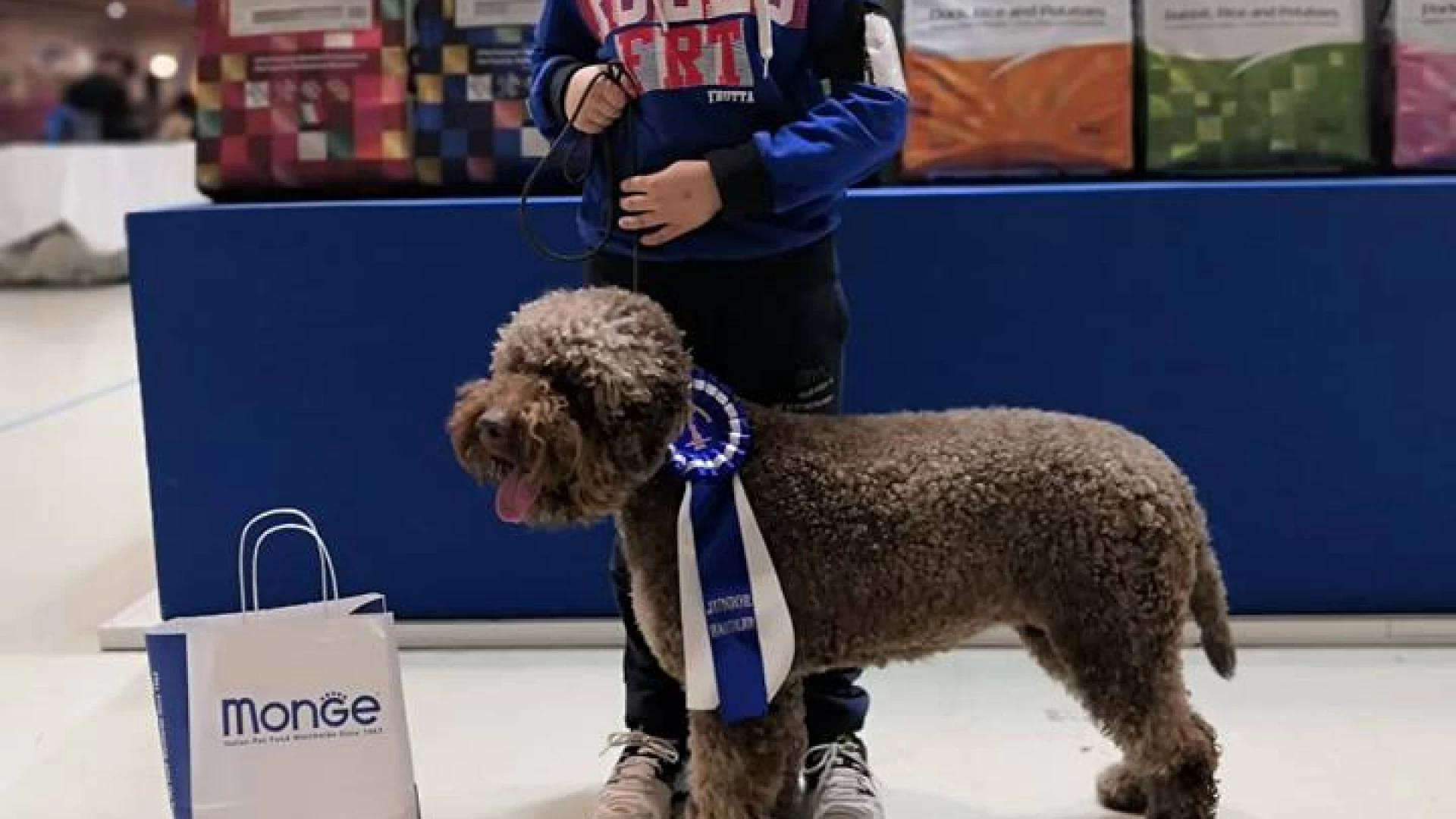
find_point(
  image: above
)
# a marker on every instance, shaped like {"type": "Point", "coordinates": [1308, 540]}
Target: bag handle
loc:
{"type": "Point", "coordinates": [328, 577]}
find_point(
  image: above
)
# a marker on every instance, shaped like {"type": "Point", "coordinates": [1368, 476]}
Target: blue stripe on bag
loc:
{"type": "Point", "coordinates": [728, 601]}
{"type": "Point", "coordinates": [166, 653]}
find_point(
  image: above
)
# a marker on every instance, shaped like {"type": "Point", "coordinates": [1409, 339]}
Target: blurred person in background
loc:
{"type": "Point", "coordinates": [99, 107]}
{"type": "Point", "coordinates": [180, 124]}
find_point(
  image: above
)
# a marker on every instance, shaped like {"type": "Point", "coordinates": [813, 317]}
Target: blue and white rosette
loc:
{"type": "Point", "coordinates": [737, 632]}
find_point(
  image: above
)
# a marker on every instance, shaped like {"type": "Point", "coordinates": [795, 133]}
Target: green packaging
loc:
{"type": "Point", "coordinates": [1256, 86]}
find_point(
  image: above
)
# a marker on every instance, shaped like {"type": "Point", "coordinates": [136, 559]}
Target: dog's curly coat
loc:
{"type": "Point", "coordinates": [894, 537]}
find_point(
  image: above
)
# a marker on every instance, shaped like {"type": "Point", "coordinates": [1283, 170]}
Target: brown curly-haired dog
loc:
{"type": "Point", "coordinates": [894, 537]}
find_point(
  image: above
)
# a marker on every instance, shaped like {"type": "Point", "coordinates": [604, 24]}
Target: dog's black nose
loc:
{"type": "Point", "coordinates": [491, 425]}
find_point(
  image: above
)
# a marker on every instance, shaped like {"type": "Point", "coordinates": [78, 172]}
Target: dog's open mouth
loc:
{"type": "Point", "coordinates": [516, 496]}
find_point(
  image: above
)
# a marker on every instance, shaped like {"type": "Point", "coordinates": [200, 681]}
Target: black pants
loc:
{"type": "Point", "coordinates": [774, 330]}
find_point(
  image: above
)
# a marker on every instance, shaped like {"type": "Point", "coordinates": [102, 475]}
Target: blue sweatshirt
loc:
{"type": "Point", "coordinates": [777, 95]}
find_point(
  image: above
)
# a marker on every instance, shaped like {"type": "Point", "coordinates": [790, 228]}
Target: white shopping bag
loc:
{"type": "Point", "coordinates": [291, 713]}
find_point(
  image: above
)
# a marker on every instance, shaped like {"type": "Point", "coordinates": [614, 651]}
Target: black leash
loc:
{"type": "Point", "coordinates": [604, 153]}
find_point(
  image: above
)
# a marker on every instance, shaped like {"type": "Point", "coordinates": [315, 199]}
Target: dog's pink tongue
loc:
{"type": "Point", "coordinates": [514, 497]}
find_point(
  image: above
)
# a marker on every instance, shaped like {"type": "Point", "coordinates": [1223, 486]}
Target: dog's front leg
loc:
{"type": "Point", "coordinates": [748, 770]}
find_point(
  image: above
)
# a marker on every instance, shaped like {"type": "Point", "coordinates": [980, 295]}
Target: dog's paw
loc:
{"type": "Point", "coordinates": [1120, 789]}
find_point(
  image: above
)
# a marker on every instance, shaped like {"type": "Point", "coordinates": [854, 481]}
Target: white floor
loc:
{"type": "Point", "coordinates": [514, 735]}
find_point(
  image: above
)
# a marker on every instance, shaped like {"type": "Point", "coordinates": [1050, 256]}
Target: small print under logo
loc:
{"type": "Point", "coordinates": [332, 716]}
{"type": "Point", "coordinates": [739, 95]}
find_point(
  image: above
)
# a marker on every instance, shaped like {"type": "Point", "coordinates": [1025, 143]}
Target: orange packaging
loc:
{"type": "Point", "coordinates": [1005, 86]}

• [Set problem]
Extract from the material above each line that contains the word "packaging".

• [Result]
Target: green packaging
Target: orange packaging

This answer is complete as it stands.